=== Provided material ===

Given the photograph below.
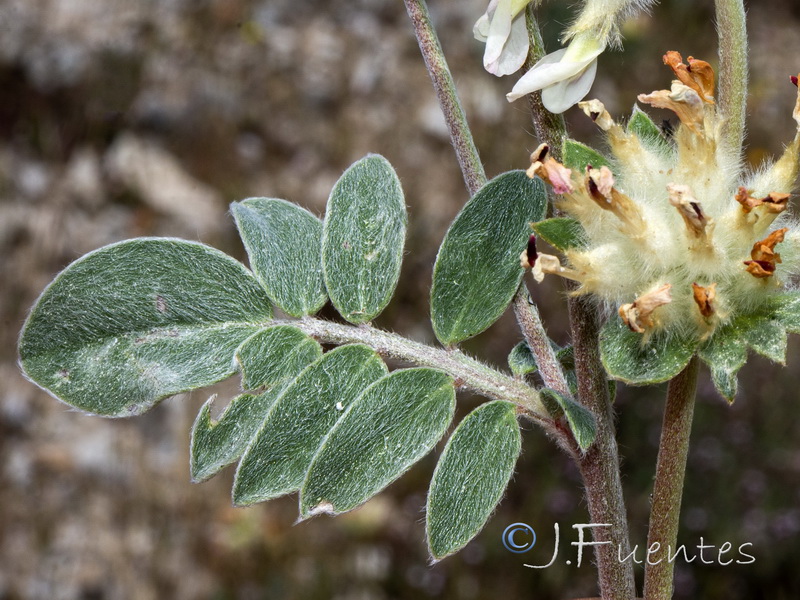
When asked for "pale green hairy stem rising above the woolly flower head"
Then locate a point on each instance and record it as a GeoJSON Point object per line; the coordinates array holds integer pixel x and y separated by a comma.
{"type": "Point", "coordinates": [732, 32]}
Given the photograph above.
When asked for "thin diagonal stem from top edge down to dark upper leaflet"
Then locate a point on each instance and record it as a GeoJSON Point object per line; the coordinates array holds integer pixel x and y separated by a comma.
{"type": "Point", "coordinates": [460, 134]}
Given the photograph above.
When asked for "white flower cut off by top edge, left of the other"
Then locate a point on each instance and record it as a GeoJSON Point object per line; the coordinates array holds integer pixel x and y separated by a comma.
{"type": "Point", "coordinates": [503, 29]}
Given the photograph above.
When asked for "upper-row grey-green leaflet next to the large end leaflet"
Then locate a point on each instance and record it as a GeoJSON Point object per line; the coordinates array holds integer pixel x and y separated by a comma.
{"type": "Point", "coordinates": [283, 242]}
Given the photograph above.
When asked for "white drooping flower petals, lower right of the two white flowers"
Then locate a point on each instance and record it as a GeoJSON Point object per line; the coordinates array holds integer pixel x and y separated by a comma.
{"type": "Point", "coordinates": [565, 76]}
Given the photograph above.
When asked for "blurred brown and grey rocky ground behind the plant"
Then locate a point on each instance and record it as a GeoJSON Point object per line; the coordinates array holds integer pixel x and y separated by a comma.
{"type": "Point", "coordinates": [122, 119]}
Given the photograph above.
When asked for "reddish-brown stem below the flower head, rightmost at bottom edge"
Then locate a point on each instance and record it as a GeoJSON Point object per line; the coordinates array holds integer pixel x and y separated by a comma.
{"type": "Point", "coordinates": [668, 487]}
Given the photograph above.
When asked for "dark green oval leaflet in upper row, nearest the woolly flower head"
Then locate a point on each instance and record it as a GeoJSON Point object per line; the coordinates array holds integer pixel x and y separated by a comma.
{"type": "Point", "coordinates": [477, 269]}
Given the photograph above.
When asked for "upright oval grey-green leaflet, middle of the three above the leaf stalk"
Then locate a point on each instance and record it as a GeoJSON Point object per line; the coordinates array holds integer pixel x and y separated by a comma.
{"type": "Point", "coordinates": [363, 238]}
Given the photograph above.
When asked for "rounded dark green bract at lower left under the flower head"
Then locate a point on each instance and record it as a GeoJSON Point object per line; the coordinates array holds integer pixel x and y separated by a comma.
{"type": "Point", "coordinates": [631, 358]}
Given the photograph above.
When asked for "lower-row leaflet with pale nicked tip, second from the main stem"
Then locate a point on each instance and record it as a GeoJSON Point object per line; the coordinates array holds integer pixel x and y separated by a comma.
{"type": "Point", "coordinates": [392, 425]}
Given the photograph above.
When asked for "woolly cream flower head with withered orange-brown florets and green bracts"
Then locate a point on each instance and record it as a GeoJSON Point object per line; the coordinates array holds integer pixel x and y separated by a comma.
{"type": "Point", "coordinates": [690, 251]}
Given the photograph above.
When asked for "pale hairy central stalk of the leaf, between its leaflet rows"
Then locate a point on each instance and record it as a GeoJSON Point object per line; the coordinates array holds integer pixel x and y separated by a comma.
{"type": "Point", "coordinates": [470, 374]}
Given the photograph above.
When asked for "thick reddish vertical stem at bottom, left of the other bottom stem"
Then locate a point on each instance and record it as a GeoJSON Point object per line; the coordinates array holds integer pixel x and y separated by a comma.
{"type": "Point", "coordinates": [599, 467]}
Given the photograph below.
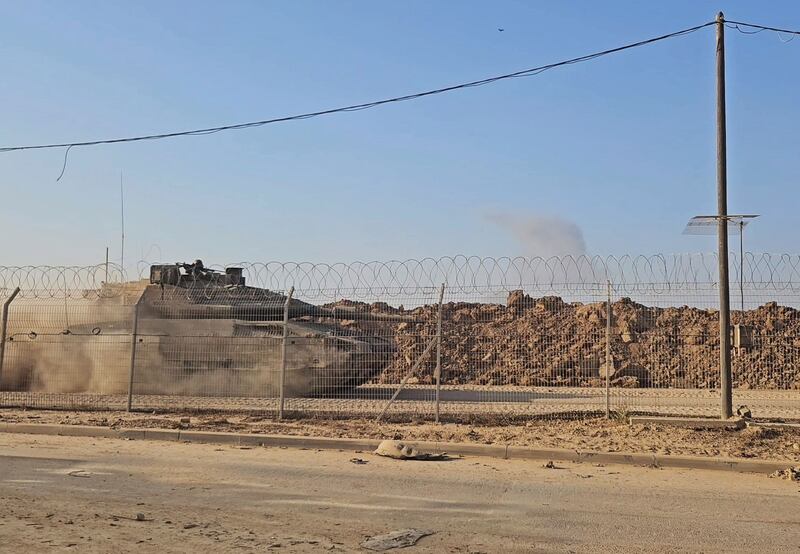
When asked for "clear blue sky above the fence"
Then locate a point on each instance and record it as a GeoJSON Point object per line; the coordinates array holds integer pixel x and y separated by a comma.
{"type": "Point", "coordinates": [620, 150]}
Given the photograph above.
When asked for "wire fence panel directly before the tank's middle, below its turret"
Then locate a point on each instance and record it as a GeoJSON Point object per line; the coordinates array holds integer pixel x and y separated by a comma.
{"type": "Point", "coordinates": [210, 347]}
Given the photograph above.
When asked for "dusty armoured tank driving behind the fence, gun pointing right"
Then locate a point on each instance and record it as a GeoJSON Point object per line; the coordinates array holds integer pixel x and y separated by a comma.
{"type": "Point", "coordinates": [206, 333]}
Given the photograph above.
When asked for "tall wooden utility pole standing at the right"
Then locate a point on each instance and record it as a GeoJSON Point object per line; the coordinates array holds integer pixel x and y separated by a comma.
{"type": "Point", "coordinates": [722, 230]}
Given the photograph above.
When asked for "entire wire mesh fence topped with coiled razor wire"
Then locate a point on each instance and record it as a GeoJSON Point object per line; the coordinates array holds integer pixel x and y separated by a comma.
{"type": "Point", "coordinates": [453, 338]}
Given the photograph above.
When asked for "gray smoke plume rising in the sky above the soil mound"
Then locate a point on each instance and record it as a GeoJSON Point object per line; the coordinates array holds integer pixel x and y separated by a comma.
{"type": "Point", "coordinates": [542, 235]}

===

→ Work required
Using the listing above, report each line that mentions the word "pale".

→ Solution to this exercise
When asked for "pale green hairy stem rising above the woolly flower head"
When asked for "lower-row leaflet with pale nicked tip, second from the main stem"
When asked for "pale hairy central stalk of the leaf, between its leaflet rows"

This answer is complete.